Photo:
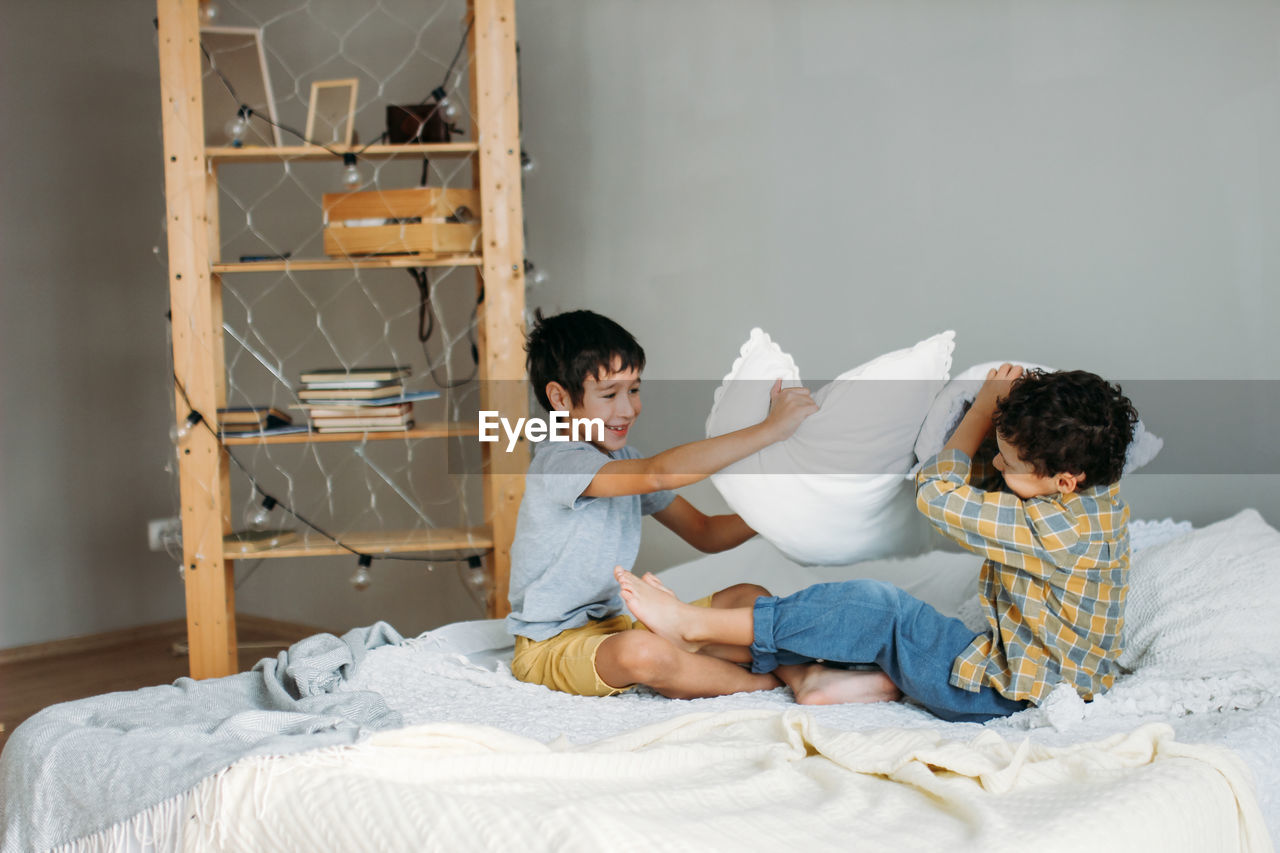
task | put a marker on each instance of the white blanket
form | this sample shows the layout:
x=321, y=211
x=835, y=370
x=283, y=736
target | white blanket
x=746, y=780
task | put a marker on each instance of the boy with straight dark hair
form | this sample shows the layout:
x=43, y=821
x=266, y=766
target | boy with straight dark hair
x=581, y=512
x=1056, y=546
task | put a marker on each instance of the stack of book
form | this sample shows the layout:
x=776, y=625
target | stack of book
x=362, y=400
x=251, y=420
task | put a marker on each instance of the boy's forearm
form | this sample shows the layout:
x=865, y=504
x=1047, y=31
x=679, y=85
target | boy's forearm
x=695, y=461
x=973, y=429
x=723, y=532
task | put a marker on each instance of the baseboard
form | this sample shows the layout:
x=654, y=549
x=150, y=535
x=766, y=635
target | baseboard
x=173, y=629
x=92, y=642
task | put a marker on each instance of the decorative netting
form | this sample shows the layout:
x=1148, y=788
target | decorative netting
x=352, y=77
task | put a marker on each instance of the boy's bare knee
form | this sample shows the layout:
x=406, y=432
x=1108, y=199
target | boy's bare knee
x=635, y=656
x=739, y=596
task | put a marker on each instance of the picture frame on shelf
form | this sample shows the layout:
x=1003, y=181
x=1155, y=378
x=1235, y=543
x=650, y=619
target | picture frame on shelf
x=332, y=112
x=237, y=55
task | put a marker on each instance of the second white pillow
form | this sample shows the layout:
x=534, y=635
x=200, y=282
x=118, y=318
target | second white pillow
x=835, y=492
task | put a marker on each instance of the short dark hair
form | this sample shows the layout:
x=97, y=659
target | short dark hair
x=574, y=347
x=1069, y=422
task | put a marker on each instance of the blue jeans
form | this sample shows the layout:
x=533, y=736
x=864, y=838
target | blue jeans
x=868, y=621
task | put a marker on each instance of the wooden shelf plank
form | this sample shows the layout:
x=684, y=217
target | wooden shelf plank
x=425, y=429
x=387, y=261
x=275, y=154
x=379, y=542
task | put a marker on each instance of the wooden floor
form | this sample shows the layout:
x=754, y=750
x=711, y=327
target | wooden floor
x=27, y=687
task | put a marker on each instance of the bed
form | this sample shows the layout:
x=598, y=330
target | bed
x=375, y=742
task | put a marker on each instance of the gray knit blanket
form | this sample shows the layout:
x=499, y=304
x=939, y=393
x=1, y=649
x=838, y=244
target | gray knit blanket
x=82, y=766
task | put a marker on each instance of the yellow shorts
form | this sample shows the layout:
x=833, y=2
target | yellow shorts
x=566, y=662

**********

### [Required work]
Please copy these entries word for word, leaving out the pictures.

### [Reply to the exercise]
Photo:
task | put a marker on each instance of the white blanket
form | this sample shows the layout:
x=321, y=211
x=835, y=370
x=283, y=736
target | white blanket
x=746, y=780
task | put a marker on each instance of the boy with straight dark hair
form | this sample shows the layout:
x=43, y=821
x=266, y=766
target | boy with straight dark hair
x=581, y=512
x=1056, y=546
task | put a marker on each instance of the stack of book
form | this sample shows the layout:
x=776, y=625
target | stack of book
x=362, y=400
x=251, y=420
task | put a marker on each instance of the boy's forearm
form | this sample shows the layout:
x=865, y=504
x=1047, y=31
x=679, y=85
target | boy's forearm
x=695, y=461
x=973, y=429
x=723, y=532
task | put a marker on each instance of the baseboard
form | this sample shows the layout:
x=654, y=549
x=150, y=535
x=766, y=635
target | baseboard
x=173, y=629
x=92, y=642
task | put a marker on each instance of the decorative netting
form | this sample shows the layout:
x=1148, y=788
target | decorative netting
x=352, y=77
task | put a marker on each instance of the boy's bare knee
form | this sample shows the layout:
x=406, y=432
x=1108, y=199
target | boy's bare knee
x=635, y=656
x=739, y=596
task | put a marker on each instance of the picture frame on shelf
form | this sample shows the layout:
x=1003, y=181
x=1155, y=378
x=1235, y=543
x=650, y=619
target | picture frame on shelf
x=332, y=112
x=237, y=55
task | put a marker on each instance of the second white pillow
form | this sample shows the layout:
x=534, y=635
x=200, y=282
x=118, y=318
target | second white pillow
x=835, y=492
task | put a marker on each instance of the short dark hair
form | this sample shows the layout:
x=97, y=659
target | short dark hair
x=574, y=347
x=1069, y=422
task | put a marker on each instance of the blue jeans
form | this sample shows the layout:
x=533, y=736
x=864, y=838
target | blue jeans
x=868, y=621
task | put a marker on each instance of the wooden shelf plank
form | this sample shows the layout:
x=684, y=217
target | wooden shelf plank
x=425, y=429
x=387, y=261
x=275, y=154
x=379, y=542
task | put a marker on each instance of the wooden floor
form | this sample shows the layout:
x=754, y=750
x=711, y=327
target | wooden floor
x=27, y=687
task | put a marker on each instance of the bed
form | this sample shows the layout:
x=598, y=330
target | bed
x=375, y=742
task | put a marker on each instance of the gray knit blanket
form | this sample shows the layout:
x=499, y=304
x=939, y=393
x=1, y=649
x=838, y=244
target | gray knit blanket
x=82, y=766
task | put a marker on each instance of the yellow shorts
form | this sample shows the layout:
x=833, y=2
target | yellow shorts
x=566, y=662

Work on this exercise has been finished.